_EXERCISE DETAILS:_ Rewrite all of the material below, replacing "segment" with "mask" wherever it occurs and leaving everything else untouched.

_ENTRIES SHOWN:_

☆ ☆ ☆

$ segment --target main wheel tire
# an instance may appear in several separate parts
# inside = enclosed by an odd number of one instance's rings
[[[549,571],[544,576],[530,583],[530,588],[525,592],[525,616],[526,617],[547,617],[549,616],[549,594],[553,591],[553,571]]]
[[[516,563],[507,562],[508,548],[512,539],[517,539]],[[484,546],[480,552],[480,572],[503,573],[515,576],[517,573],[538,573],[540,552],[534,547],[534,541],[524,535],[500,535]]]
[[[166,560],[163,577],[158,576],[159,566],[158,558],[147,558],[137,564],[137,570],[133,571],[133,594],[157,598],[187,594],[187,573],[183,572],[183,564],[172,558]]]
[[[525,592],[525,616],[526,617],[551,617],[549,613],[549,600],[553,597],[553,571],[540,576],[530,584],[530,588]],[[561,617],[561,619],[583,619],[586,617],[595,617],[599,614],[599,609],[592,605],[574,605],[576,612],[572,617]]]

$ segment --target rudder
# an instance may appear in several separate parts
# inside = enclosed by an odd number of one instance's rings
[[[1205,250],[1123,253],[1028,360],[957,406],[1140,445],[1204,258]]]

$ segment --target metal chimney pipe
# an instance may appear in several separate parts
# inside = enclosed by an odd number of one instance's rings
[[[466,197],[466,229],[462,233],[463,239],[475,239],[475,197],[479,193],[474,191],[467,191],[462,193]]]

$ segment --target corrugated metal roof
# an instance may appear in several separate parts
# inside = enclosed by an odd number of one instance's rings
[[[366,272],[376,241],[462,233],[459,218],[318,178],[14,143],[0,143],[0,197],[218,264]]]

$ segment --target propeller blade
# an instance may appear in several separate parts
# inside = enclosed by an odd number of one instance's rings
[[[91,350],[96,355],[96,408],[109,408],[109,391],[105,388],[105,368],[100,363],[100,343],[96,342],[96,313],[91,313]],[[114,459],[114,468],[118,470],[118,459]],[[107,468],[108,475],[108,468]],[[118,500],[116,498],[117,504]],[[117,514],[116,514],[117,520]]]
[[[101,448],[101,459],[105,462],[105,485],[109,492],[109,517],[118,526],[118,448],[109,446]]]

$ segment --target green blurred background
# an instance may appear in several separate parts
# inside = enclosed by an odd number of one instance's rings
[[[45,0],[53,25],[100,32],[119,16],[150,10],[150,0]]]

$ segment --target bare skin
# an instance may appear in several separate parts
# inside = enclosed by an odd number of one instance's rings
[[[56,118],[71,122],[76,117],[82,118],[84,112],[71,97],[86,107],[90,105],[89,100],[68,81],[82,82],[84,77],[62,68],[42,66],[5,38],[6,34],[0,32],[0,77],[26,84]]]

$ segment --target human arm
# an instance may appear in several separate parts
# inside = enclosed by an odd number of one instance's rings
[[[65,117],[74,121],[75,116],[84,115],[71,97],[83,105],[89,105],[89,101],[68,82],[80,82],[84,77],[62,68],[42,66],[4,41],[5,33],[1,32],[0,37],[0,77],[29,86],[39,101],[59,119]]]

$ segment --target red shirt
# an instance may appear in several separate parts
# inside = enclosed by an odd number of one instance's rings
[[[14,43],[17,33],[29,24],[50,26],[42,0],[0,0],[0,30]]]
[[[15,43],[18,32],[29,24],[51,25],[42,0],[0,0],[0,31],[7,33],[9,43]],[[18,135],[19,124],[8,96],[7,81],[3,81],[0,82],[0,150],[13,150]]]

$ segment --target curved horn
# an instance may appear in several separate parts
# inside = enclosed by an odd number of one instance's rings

☆ ☆ ☆

_RESULT FOR THIS TASK:_
$ mask --target main wheel tire
# an instance may appear in several separate parts
# inside = enclosed by an odd number of one instance's rings
[[[549,571],[544,576],[530,583],[530,588],[525,592],[525,616],[526,617],[547,617],[549,616],[549,594],[553,591],[553,571]]]
[[[516,563],[507,562],[508,548],[512,539],[517,539]],[[484,546],[480,552],[480,572],[503,573],[515,576],[517,573],[538,573],[540,552],[534,547],[534,541],[524,535],[500,535]]]
[[[166,560],[163,577],[158,576],[159,566],[158,558],[147,558],[137,564],[137,570],[133,571],[133,594],[157,598],[187,594],[187,573],[183,572],[183,564],[172,558]]]
[[[525,592],[525,616],[526,617],[551,617],[549,613],[549,600],[553,597],[553,571],[540,576],[530,584],[530,588]],[[561,617],[561,619],[583,619],[586,617],[595,617],[599,614],[599,609],[592,605],[574,605],[576,612],[572,617]]]

$ mask --target rudder
# an instance may appear in several separate parts
# inside = enclosed by an odd number of one instance's rings
[[[1205,250],[1123,253],[1028,360],[957,406],[1140,445],[1204,258]]]

$ mask --target metal chimney pipe
# an instance may appear in several separate parts
# inside = enclosed by an odd number of one instance's rings
[[[466,197],[466,229],[462,233],[463,239],[475,239],[475,197],[479,193],[474,191],[467,191],[462,193]]]

$ mask --target corrugated metal roof
# an instance may appear in several separate parts
# inside = enclosed by an odd number of one instance's rings
[[[366,272],[376,241],[462,233],[459,218],[318,178],[14,143],[0,143],[0,197],[218,264]]]

$ mask --target propeller blade
# an instance may appear in several separate parts
# inside = enclosed by an odd number of one instance's rings
[[[91,350],[96,355],[96,408],[109,408],[109,391],[105,388],[105,368],[100,363],[100,343],[96,342],[96,313],[91,313]],[[114,459],[114,468],[118,470],[118,459]],[[107,468],[108,475],[108,468]],[[118,500],[116,498],[117,504]],[[117,514],[116,514],[117,520]]]
[[[101,448],[101,459],[105,462],[105,485],[109,492],[109,517],[118,526],[118,448],[109,446]]]

$ mask --target green blurred background
# an instance may appear in several separate parts
# inside = enclosed by an odd number of one instance's rings
[[[45,0],[53,25],[100,32],[119,16],[150,10],[150,0]]]

$ mask --target bare skin
# an instance may appear in several separate parts
# inside = enclosed by an odd number of one instance's rings
[[[56,118],[71,122],[76,117],[82,118],[84,112],[71,97],[86,107],[90,105],[89,100],[68,81],[82,82],[84,77],[62,68],[42,66],[5,38],[6,34],[0,32],[0,77],[26,84]]]

$ mask --target human arm
# an instance may appear in several separate parts
# inside = enclosed by an odd number of one instance's rings
[[[65,117],[74,121],[75,116],[84,115],[71,97],[83,105],[89,105],[89,101],[68,82],[80,82],[84,77],[62,68],[42,66],[4,41],[5,33],[1,32],[0,37],[0,77],[29,86],[39,101],[59,119]]]

$ mask --target red shirt
# an instance may appear in several separate parts
# inside = enclosed by an odd number of one instance's rings
[[[14,43],[17,33],[29,24],[50,26],[42,0],[0,0],[0,30]]]
[[[15,43],[18,32],[29,24],[51,25],[42,0],[0,0],[0,31],[7,33],[9,43]],[[18,135],[19,124],[8,96],[7,81],[3,81],[0,82],[0,150],[13,150]]]

$ mask --target curved horn
# an instance may appear in several separate parts
# inside = enclosed by an odd number of one instance's rings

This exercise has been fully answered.